● Directives:
(a) In the forum thread on the lower cowl panel, what part number and price are given for the outer panel?
(b) Quote the forum thread on the lower cowl panel word for word, starting with "## Too Many" and going on through "are D125DL-R...$130 each.".
(c) Continue the forum thread on the lower cowl panel from the point at which it stops.

● Text passage:
__________________________________________________

# Lower cowl panel



## DrBoeing (Apr 26, 2009)

I have started back on my resto project and need to replace the lower front cowl panels as both side are rusty (see photos). Is there after market panels available for this repair. Also, the lower "L" panel where the front fender attaches at the bottom, my passenger side is rusted, are these available after market also. 1969 GTO convertible


----------



## crustysack (Oct 5, 2008)

although those are nice pictures- year and model info will help get an answer


----------



## DrBoeing (Apr 26, 2009)

OOOOPS!!! Sorry about that, 1969 GTO convertible


----------



## Too Many Projects (Nov 15, 2008)

Yes, the outer panel is available by itself (sometimes called a "tulip panel") or as an assembly if more of the "box" is rusty (usually is). These pics are from Ames, but any large dealer will have them. Outer panel is D125CL-R...$53 each and assembly's are D125DL-R...$130 each.
















I haven't seen anything to replace the section below the hinge (fender attachment) area. I got pieces from donor cars to rebuild them. The good news is the firewall/cowl/hinge area is the same on ALL models, including 4 doors, so you have a much larger donor pool to look at. You don't include pics of the inner kick panels, but if they are rusted out too, then a donor cut-off is the best way to approach this. Also, the outer rocker panel attaches to that part of the cowl and should be replaced at the same time, if you need rockers. It's a very complex combination of pieces in that kick panel area. Click on my sig link and you will see pics of the left kick panel components and how I fit the donor to replace all the rot.

__________________________________________________

● Information provided:

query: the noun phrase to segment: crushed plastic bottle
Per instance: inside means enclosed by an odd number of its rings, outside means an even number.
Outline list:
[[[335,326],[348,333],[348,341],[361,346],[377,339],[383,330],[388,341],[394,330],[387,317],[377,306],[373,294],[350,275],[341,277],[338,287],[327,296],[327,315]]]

__________________________________________________

● Answer list:
(a) The outer panel is part number D125CL-R, priced at $53 each.

(b)
## Too Many Projects (Nov 15, 2008)

Yes, the outer panel is available by itself (sometimes called a "tulip panel") or as an assembly if more of the "box" is rusty (usually is). These pics are from Ames, but any large dealer will have them. Outer panel is D125CL-R...$53 each and assembly's are D125DL-R...$130 each.

(c)
----------



## DrBoeing (Apr 26, 2009)

Too Many Projects said:


> Yes, the outer panel is available by itself (sometimes called a "tulip panel") or as an assembly if more of the "box" is rusty (usually is). These pics are from Ames, but any large dealer will have them. Outer panel is D125CL-R...$53 each and assembly's are D125DL-R...$130 each.
> 
> 
> 
> ...


Thanks Mitch, I have seen these parts but the photos do not do them any justice, I just can not wrap my head around how they are part of the cowl(And I am an engineer, how scary is that).
I am headed to Carlisle at the end of the month, so maybe I will find something there.
FYI, I have a full set of new rockers for this job, waiting on the new spot weld cutters and just refilled the argon tank for the mig.


----------



## Too Many Projects (Nov 15, 2008)

Carlisle is a big show. I bet you'll find a couple dealers with the parts. Call Ames and see if they are going to be there and ask them to bring the parts to see...:cheers


----------



## DrBoeing (Apr 26, 2009)

Excellent suggestion. I have spoken on a few occasions with Jami from AMES, I will send him an e-mail asking if they are going to be at Carlisle.


----------



## ibpoefarms (Jun 15, 2011)

*lower cowl panels*

Anyone have any idea where I can find these for a 65 GTO. Mine aren't rusted out they just simply don't exsist. Some dummy cut them out for some stupid reason and now can't find any from donor cars.:confused


----------



## 68GTO4004Spd (Jun 19, 2008)

I don't know if this helps or not, but since it doesn't show, my body guy just cut out the rust and made his own patch panel. I haven't uploaded the pic of the finished patch yet.


----------



## DrBoeing (Apr 26, 2009)

ibpoefarms said:


> Anyone have any idea where I can find these for a 65 GTO. Mine aren't rusted out they just simply don't exsist. Some dummy cut them out for some stupid reason and now can't find any from donor cars.:confused



Try American Metal Direct. I think they make it


----------



## ibpoefarms (Jun 15, 2011)

*lower cowl mpanels*

You have a little more to work with than me. I don't have any at all. Looks like I'm gonna have to hammer out my own. Can't seem to find any


----------



## Too Many Projects (Nov 15, 2008)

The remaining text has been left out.